[start]

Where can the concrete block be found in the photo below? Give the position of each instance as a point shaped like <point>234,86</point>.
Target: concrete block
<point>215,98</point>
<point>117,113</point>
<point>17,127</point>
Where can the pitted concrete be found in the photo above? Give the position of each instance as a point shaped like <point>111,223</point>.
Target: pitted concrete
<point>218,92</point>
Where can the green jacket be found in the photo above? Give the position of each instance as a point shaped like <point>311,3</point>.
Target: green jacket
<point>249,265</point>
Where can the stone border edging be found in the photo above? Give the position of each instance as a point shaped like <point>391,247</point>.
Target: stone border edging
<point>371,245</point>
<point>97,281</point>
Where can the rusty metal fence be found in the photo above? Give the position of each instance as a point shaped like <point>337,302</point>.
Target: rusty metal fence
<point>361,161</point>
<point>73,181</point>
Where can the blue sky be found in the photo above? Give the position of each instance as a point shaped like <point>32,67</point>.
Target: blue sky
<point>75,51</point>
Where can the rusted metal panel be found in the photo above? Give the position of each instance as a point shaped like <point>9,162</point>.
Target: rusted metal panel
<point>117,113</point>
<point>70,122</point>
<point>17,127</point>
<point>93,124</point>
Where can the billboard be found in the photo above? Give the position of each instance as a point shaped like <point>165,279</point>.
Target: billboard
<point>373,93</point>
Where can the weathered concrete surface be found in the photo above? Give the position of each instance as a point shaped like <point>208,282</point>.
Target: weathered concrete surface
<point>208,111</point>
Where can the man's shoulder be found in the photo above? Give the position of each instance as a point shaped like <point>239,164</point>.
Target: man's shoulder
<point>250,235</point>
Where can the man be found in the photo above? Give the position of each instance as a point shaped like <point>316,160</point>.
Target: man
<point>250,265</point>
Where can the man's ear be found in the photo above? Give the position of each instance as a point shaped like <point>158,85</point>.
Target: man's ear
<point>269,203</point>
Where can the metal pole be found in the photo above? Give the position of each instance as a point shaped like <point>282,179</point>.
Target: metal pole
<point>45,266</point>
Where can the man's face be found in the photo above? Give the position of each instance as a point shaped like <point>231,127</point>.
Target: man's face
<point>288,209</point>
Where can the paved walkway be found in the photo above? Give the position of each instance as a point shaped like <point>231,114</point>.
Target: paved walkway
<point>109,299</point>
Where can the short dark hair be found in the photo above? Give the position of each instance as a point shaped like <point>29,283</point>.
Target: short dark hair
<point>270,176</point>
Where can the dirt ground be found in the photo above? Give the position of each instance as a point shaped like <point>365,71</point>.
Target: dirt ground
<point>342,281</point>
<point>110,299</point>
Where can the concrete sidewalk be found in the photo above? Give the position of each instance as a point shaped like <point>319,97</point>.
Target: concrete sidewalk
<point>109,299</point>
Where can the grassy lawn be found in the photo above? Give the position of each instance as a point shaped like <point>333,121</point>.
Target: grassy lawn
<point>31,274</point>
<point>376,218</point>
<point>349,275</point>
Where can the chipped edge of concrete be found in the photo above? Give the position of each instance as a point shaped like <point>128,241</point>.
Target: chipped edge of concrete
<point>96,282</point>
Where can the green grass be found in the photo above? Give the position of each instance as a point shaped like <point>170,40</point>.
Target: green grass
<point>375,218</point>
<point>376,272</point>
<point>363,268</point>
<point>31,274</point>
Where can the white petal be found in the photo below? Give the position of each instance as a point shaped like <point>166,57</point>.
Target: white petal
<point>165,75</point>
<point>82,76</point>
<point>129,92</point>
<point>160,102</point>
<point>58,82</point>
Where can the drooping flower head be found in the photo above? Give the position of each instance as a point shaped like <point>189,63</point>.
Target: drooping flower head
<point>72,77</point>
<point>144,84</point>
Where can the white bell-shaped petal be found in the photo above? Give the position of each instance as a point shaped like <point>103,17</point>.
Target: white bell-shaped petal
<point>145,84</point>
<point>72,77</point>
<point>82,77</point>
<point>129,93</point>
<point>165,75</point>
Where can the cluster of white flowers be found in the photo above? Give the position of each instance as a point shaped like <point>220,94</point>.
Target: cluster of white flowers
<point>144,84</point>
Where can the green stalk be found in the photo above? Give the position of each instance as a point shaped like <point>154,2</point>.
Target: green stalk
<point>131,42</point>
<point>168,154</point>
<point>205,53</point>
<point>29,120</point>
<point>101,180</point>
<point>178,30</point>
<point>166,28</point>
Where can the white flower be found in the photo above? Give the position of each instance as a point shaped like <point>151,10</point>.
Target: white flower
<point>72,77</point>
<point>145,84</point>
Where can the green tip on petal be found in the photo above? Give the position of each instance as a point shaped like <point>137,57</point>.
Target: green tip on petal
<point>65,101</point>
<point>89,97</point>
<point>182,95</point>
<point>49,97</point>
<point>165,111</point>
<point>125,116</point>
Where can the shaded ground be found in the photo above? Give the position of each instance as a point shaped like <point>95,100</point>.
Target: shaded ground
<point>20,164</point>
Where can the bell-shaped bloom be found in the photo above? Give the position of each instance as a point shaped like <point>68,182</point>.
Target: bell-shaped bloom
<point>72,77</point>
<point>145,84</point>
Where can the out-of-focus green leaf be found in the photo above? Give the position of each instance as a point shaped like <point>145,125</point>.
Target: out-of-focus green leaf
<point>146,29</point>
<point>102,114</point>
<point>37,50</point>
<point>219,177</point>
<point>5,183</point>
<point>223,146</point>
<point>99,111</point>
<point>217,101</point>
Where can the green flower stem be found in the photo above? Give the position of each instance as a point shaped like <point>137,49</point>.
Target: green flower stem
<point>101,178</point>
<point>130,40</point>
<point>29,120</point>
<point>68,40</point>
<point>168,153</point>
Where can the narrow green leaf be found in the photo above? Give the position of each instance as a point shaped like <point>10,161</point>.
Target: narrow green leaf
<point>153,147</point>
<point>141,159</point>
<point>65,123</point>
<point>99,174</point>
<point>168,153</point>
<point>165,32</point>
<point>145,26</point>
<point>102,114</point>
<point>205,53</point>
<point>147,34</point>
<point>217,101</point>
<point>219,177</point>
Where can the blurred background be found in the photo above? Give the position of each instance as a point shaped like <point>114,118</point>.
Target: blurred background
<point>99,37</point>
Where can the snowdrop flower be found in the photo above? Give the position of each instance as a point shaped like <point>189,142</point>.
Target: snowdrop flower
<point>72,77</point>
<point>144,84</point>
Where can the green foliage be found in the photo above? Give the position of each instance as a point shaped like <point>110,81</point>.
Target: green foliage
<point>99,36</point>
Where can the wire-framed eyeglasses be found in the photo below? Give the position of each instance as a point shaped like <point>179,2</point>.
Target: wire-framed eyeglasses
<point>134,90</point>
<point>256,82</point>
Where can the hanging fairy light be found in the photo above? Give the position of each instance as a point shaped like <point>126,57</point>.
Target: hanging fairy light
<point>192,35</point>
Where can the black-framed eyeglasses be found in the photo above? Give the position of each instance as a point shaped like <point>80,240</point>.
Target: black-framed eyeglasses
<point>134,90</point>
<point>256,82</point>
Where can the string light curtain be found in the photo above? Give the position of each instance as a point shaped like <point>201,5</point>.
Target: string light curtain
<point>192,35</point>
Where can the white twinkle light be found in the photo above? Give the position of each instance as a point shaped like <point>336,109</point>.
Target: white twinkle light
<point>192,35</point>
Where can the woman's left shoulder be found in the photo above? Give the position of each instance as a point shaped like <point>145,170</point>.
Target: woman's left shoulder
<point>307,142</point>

[end]

### EXERCISE DETAILS
Reproduce word for word the stretch of lines above, from the line containing "Where can the green grass" through the line containing "<point>58,82</point>".

### ANSWER TO THIS EXERCISE
Where can the green grass be found in the photo above? Give the position of each instance as a point shaped like <point>170,40</point>.
Target: green grass
<point>375,218</point>
<point>376,272</point>
<point>363,268</point>
<point>31,274</point>
Where can the white petal be found in the photo below? Give the position of each instance as a point shaped like <point>166,57</point>.
Target: white petal
<point>165,75</point>
<point>82,76</point>
<point>129,92</point>
<point>160,102</point>
<point>58,82</point>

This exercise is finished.